Position identification records
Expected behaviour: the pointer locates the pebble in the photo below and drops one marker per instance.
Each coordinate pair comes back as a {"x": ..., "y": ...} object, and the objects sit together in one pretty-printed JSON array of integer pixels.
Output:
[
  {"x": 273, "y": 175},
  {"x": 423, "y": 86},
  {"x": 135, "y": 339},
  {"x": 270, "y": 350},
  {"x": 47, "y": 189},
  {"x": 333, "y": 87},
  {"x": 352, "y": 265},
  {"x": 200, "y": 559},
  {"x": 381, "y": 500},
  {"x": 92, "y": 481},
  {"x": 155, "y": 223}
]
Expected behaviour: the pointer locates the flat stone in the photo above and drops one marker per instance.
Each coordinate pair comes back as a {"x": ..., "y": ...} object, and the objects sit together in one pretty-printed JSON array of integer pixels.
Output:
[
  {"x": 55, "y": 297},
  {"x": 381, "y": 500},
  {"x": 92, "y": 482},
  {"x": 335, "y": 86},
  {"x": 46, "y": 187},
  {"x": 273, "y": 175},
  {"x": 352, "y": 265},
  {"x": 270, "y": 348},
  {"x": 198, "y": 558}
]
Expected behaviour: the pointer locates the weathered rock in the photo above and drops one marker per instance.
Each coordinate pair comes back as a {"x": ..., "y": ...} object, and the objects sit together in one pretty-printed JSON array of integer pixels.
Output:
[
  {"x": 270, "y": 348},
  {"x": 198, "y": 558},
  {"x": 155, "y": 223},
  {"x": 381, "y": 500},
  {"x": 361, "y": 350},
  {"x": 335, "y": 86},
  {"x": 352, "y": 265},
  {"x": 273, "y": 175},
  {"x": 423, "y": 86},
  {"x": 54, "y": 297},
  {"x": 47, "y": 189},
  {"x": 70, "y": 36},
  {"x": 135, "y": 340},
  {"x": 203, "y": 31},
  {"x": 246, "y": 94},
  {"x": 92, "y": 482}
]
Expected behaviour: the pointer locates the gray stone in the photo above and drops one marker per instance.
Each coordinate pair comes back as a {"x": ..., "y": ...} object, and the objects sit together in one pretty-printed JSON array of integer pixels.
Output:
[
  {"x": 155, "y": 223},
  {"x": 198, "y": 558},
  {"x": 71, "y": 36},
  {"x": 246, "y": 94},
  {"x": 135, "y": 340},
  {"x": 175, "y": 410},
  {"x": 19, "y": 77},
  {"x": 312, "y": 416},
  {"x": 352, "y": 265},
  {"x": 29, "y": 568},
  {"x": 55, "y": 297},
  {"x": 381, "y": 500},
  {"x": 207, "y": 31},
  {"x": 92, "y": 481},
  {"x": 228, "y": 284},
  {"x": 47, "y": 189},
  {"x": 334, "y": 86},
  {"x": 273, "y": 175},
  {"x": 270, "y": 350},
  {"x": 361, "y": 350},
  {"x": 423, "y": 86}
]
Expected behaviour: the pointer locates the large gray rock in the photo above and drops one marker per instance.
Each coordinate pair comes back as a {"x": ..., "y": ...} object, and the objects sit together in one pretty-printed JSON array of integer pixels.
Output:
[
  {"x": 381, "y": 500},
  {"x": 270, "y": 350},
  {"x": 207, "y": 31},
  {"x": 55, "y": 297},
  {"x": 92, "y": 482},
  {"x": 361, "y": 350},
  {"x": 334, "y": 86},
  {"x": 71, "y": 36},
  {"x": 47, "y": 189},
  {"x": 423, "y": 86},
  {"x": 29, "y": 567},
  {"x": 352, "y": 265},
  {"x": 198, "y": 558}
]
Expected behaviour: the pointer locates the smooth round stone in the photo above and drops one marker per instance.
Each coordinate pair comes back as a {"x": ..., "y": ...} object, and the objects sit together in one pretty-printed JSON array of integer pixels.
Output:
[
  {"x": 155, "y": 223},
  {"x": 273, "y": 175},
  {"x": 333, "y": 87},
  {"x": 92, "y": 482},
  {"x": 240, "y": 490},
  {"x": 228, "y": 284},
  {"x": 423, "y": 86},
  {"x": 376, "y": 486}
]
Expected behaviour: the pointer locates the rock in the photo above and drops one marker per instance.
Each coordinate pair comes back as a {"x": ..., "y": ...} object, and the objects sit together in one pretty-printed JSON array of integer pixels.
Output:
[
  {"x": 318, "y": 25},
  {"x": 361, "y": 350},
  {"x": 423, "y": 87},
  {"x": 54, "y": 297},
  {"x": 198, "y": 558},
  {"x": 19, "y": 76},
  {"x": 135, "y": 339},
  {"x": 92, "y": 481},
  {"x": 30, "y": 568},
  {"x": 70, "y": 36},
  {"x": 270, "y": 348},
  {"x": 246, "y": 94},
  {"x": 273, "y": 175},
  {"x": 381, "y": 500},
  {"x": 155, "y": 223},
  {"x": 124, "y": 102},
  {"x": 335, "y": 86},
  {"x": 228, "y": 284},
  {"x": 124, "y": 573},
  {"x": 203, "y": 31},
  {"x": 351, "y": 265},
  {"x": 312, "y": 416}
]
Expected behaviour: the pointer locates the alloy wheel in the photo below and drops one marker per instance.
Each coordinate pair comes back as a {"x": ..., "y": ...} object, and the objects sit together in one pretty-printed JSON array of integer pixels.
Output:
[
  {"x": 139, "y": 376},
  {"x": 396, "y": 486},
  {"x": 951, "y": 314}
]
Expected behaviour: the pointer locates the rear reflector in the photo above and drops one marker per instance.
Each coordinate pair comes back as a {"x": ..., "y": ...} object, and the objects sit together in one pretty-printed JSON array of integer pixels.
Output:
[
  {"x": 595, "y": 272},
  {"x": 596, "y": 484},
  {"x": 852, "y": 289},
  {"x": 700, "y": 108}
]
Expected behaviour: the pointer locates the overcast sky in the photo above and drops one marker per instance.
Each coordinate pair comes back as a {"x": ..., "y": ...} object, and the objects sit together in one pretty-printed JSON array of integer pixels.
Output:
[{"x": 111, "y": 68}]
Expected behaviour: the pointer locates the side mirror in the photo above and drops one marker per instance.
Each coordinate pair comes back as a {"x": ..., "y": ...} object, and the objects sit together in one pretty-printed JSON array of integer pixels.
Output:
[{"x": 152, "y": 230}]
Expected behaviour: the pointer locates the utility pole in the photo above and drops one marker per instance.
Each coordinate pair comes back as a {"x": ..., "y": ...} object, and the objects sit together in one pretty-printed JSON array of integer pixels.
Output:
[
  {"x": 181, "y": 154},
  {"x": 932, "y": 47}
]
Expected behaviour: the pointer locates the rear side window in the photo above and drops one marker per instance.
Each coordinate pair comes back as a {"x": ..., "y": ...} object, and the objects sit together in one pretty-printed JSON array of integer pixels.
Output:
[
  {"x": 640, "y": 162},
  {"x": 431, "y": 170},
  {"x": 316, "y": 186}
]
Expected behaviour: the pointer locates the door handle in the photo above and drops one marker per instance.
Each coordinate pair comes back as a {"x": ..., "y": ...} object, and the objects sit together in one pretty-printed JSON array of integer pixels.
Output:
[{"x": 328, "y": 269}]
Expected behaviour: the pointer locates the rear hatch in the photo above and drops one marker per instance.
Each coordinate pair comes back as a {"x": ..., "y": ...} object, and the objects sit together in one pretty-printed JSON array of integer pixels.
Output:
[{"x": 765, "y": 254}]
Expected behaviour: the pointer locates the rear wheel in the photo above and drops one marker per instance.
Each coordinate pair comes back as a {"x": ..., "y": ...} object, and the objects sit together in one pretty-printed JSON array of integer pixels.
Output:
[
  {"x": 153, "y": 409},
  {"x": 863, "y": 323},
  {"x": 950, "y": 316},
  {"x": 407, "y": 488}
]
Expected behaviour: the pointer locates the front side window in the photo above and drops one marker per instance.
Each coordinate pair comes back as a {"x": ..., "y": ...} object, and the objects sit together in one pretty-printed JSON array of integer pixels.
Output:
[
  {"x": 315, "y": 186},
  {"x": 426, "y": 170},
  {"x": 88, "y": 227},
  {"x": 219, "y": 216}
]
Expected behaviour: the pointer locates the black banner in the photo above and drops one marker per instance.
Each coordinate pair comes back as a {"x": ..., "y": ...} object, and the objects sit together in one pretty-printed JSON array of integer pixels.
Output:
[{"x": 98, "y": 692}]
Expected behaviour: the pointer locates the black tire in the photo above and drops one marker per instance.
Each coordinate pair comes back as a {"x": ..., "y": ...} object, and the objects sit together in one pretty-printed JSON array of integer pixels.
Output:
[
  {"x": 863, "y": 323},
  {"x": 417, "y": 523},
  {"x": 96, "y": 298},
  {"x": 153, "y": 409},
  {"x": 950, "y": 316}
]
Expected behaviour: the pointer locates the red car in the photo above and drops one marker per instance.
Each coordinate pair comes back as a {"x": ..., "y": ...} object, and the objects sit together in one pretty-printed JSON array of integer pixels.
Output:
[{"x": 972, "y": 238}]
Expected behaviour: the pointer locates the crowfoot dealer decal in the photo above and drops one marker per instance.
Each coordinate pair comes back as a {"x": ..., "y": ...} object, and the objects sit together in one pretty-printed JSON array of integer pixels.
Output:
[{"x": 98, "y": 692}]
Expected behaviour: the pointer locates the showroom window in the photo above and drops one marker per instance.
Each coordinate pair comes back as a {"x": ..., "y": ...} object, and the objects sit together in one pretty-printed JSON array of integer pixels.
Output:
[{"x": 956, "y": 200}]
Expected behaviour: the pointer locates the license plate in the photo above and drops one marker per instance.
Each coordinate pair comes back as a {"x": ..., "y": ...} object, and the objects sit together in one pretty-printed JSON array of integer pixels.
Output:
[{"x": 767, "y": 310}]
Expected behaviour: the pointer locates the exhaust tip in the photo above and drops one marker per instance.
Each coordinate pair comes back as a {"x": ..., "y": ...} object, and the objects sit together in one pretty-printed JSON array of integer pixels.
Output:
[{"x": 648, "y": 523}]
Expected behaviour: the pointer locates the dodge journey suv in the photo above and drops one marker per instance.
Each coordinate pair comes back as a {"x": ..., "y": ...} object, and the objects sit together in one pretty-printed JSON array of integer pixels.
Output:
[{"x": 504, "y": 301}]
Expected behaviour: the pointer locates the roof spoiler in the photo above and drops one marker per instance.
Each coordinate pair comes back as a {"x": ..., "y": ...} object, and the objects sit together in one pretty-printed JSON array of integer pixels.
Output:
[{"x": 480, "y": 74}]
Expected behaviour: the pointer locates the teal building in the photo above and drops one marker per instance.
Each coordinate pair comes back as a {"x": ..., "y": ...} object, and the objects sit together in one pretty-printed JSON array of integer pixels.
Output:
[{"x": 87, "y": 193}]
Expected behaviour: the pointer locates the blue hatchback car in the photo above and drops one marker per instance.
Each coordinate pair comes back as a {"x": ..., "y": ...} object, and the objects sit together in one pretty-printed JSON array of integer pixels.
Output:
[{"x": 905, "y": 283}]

### What to produce
Everything from the line containing "Expected behaviour: the pointer locates the showroom" to the last line of the entries above should be quoted exactly, and only that.

### Response for this exercise
Expected behaviour: the pointer locates the showroom window in the photo above and drops one marker per instance.
Each coordinate pair comes back as a {"x": ..., "y": ...} object, and the objects sit together in one pretty-printed JSON array of integer pixels.
Output:
[{"x": 956, "y": 200}]
Expected behaviour: the pointer locates the license plate in the photo above and drops one marker per instance.
Each coordinate pair comes back as a {"x": ..., "y": ...} object, and the objects sit together in one pretty-printed JSON array of integer pixels.
Output:
[{"x": 767, "y": 310}]
Expected behaviour: the pointer locates the exhaust tip in the photo above and drops one marker per instance.
Each coordinate pair comes back as a {"x": ..., "y": ...} object, and the objects sit together in one pretty-printed JSON array of integer pixels.
Output:
[{"x": 648, "y": 523}]
Expected behaviour: the pointer locates the dodge journey suv in the photo above and drops one marker per instance.
Each coordinate pair comes back as a {"x": ..., "y": ...} object, and the objects sit together in one pretty-printed JSON array of integer pixels.
Output:
[{"x": 504, "y": 301}]
Expected behaviour: the pointer locates the roof spoiler in the photo above and drops one marker per instance.
Each coordinate pair comes back as a {"x": ..., "y": ...} object, and the objects sit together in one pretty-printed JSON array of integer pixels.
Output:
[{"x": 480, "y": 74}]
Expected behaviour: the pointer locates the teal building in the photo above and drops one marker per instance.
Each coordinate pair comes back as a {"x": ..., "y": ...} object, and the objects sit together in one pretty-printed JSON array of integer pixels.
Output:
[{"x": 87, "y": 193}]
Expected behaviour: the pointer locates the blue hatchback car in the photo above and drops one marker per instance.
Each coordinate pair comes back as a {"x": ..., "y": ...} object, and the objects sit together in one pretty-printed JSON array of integer pixels.
Output:
[{"x": 905, "y": 283}]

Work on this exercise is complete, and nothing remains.